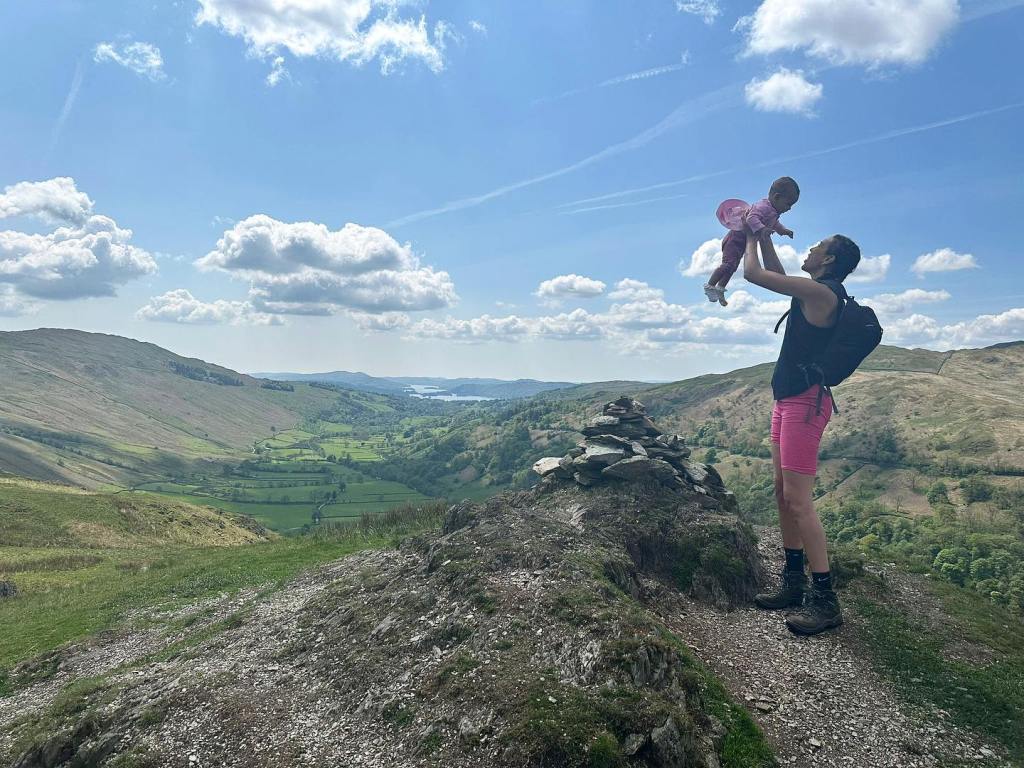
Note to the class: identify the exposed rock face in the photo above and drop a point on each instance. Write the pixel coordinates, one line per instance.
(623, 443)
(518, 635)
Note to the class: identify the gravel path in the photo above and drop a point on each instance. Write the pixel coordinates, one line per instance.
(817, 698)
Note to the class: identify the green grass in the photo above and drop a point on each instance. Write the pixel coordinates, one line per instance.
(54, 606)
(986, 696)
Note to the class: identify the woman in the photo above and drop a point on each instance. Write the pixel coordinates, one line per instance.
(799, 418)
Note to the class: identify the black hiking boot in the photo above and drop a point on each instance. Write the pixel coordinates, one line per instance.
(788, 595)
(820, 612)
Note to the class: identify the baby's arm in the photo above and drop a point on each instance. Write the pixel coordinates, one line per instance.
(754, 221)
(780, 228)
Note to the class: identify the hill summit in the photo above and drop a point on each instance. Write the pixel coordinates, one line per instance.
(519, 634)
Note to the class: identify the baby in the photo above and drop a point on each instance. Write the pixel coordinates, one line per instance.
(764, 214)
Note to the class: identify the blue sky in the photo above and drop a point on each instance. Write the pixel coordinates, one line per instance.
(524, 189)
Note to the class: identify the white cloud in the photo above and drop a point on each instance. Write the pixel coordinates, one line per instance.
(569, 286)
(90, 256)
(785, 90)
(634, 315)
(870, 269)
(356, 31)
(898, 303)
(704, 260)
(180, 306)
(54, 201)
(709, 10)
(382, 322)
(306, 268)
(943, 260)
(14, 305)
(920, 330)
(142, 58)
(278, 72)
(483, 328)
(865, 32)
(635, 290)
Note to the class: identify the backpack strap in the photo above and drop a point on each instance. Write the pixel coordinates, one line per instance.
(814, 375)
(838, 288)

▬▬▬▬▬▬

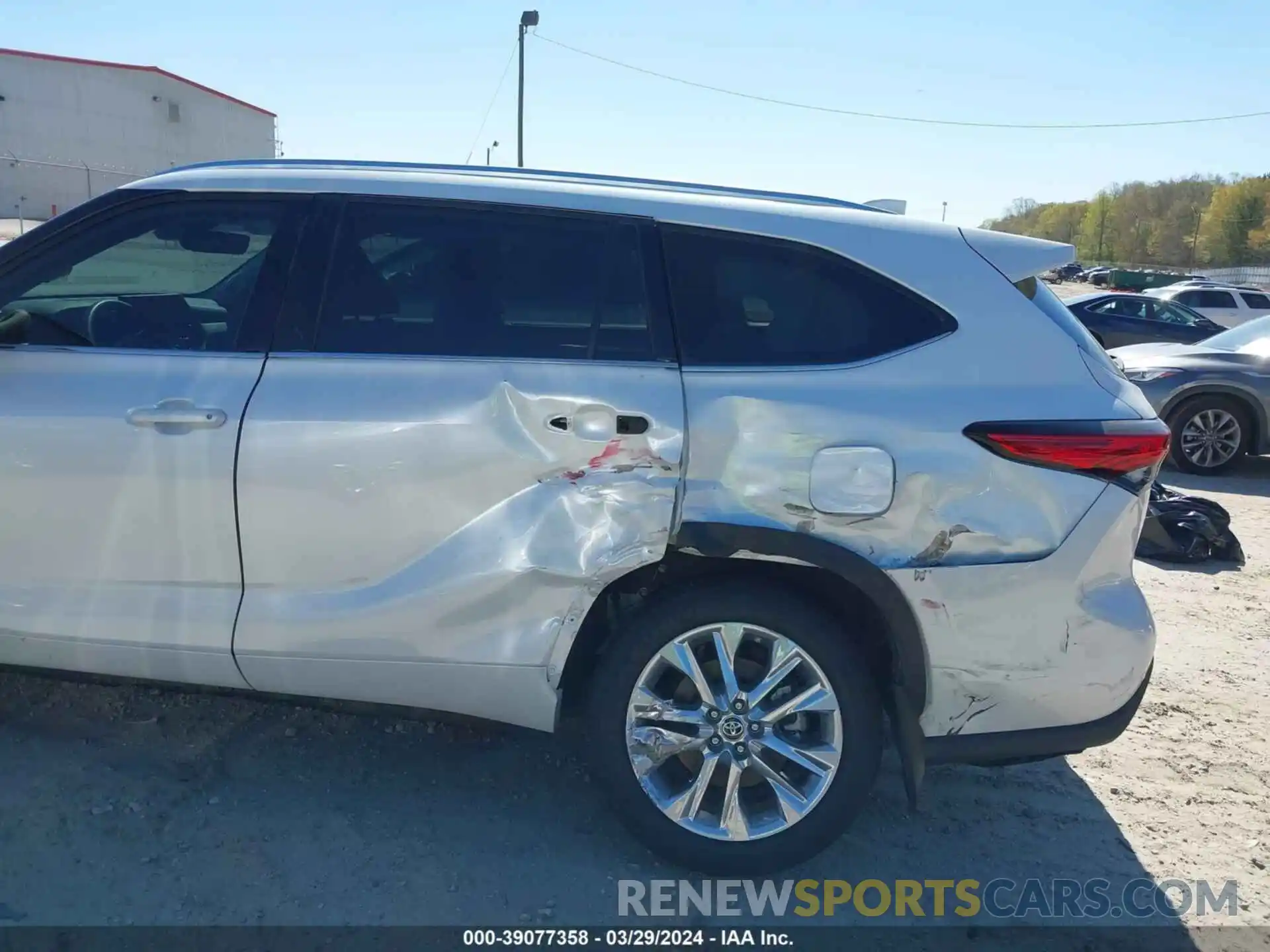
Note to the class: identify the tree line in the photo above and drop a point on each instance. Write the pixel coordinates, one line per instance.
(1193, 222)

▬▬▬▬▬▬

SHORT EXERCISE: Copy out each line of the records above that contains the string "instance", matching case exactly.

TASK RESULT:
Note to the class: identify the exposed rock face in the photo above and drop a point on each instance. Write the pixel coordinates, one line per instance.
Note to the class: identify the gravel path in the photo above and drop a point on each instance. Write the pixel coordinates, one line per instance.
Note to the class: identify the green grass in the photo above and drop a point on each instance. Write the pixel coordinates, one line per instance.
Note to the class: identify the woman in the photo above and drop a point on each instance. Write the pixel coordinates, one line per instance.
Note to the class: identify the black hiking boot in the photo above and drop a point on each instance. Write the pixel coordinates, one line per instance.
Note to the class: identify the baby's arm in the photo above and drop a point on each instance. Write the pixel coordinates, one line per instance.
Note to the class: identify the hill summit in the photo above and drop a point on each instance. Write the pixel coordinates, one line per instance.
Note to the class: identify the baby in the photo above and drop a point on each instance. Write the pixel coordinates, one line per instance.
Note to the class: identify the blue sky in the photo above and drop a point on each instance. Write the pixel coordinates, one line per instance.
Note to the class: identify the white cloud in the photo above and drop a point on each instance. Write the pixel coordinates, one line per instance.
Note to the class: identify the backpack strap in the photo above and drop a point on each instance. Write the pixel coordinates, one line per instance.
Note to the class: identify the tree line in the photo above and drop a point on each instance. Write the pixel coordinates, one line per instance.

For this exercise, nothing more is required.